→ **Given passage**:

-*-*-

Inevitably when dealing with ethnic literature, it is impossible not to be self-conscious of one's own position. As a European white female scholar, I felt compelled to raise questions of perspective, including those of nationality, ethnicity, and gender. Within this context of self-reflection, the interview touches upon issues such as the desire for a "pure" or authentic American Indian identity and the critical demand for the genre "American Indian literature."

One of the most intriguing aspects of Alexie's fiction is his use of the comic. Although the subject matters in Alexie's fiction are morally and ethically engaging, the same texts are often ironic, satiric, and full of humor. As the characters in a caricature-like manner stagger across the reservation, between drinking the next beer and cracking the next joke, the reader is often invited to laugh along with them, even at them. Alexie's artistic vision thus mixes humor and suffering in a manner that for me resembles what Roberto Benigni does in his film Life is Beautiful or Art Spiegelman in his graphic novels, Maus: A Survivor's Tale. Such a comparison becomes all the more justified in the light of one of Alexie's most provocative comments in the interview, his parallel between the Indian and the Jewish Holocausts.
Alexie's texts can be considered trauma narratives, and the interview explores his views on trauma and the thematization of suffering. Although trauma does silence, and suffering does exist without expression in language and without metaphysics, the moment pain is transformed into suffering, it is also transferred into language. This enables the traumatized person to remember, work through, and mourn the lost object. Given the inarticulateness of many of Alexie's characters, I also suggest that Alexie's narratives call attention to the inherent difficulties of representing suffering. The characters are muted by the traumas of hatred and chaos, loss and grief danger and fear, and cannot--except in a few rare cases--articulate their suffering. Instead, they tend to resort to self-destructive behavior, including violence and substance abuse. Thus, while Alexie's narratives demonstrate the need to give suffering a language, they also call attention to the inherent unsharability of suffering. In the interview with Alexie, I was particularly interested in his views on trauma and his thematization of suffering.

-*-*-

→ **Data excerpts**:
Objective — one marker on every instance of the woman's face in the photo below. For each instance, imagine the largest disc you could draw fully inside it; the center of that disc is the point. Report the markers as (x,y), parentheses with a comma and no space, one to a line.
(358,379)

-*-*-

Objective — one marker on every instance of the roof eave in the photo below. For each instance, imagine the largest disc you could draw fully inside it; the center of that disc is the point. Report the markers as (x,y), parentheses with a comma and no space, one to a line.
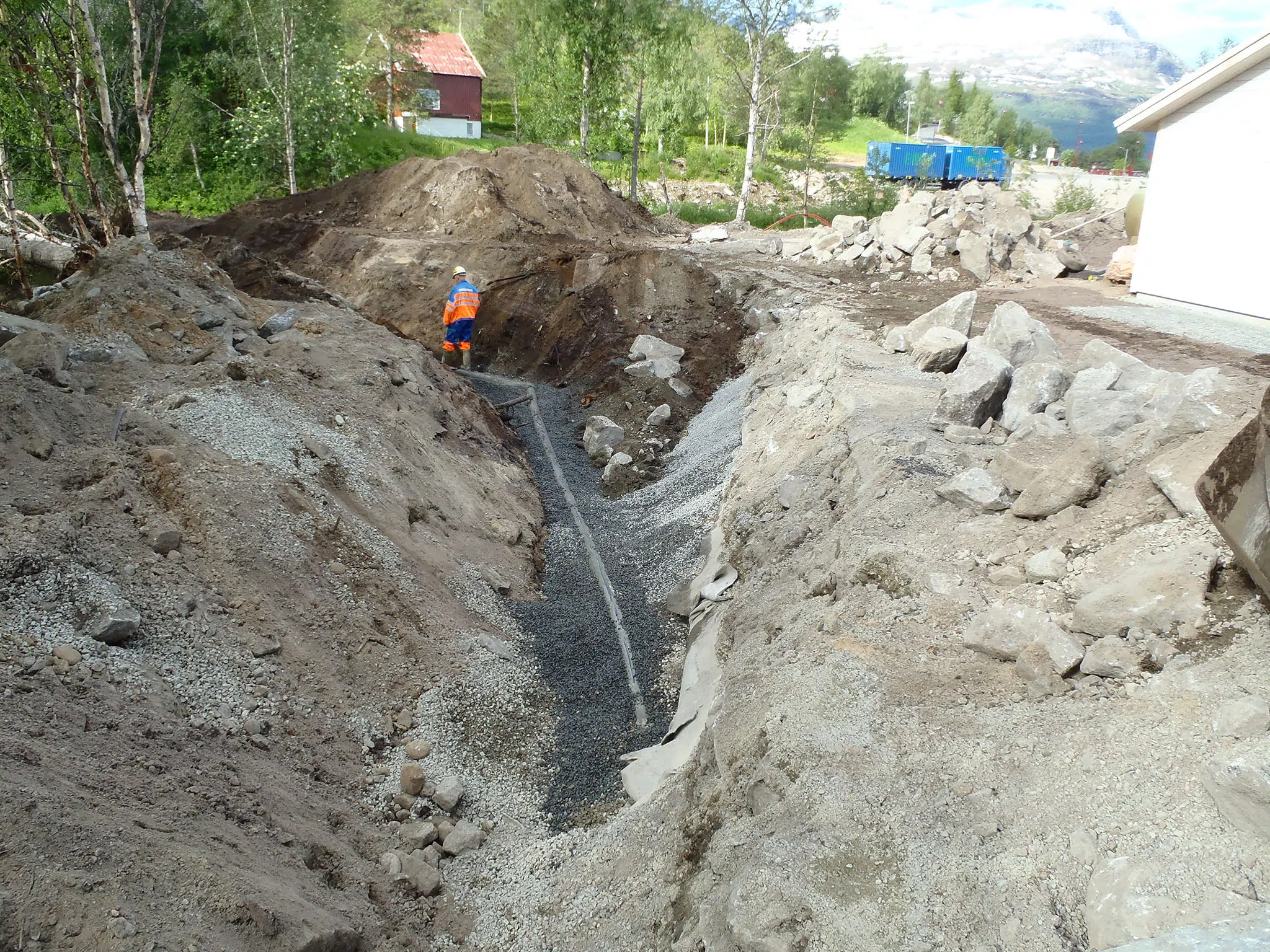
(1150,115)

-*-*-

→ **Parts of the exercise**:
A. In the passage on Alexie's fiction, which Roberto Benigni film does the writer compare Alexie's artistic vision to?
B. Update the stretch of the passage on Alexie's fiction from "One of the most" through "the Jewish Holocausts.", putting "prairie" in place of "reservation".

→ **Answers for this exercise**:
A. Life is Beautiful

B.
One of the most intriguing aspects of Alexie's fiction is his use of the comic. Although the subject matters in Alexie's fiction are morally and ethically engaging, the same texts are often ironic, satiric, and full of humor. As the characters in a caricature-like manner stagger across the prairie, between drinking the next beer and cracking the next joke, the reader is often invited to laugh along with them, even at them. Alexie's artistic vision thus mixes humor and suffering in a manner that for me resembles what Roberto Benigni does in his film Life is Beautiful or Art Spiegelman in his graphic novels, Maus: A Survivor's Tale. Such a comparison becomes all the more justified in the light of one of Alexie's most provocative comments in the interview, his parallel between the Indian and the Jewish Holocausts.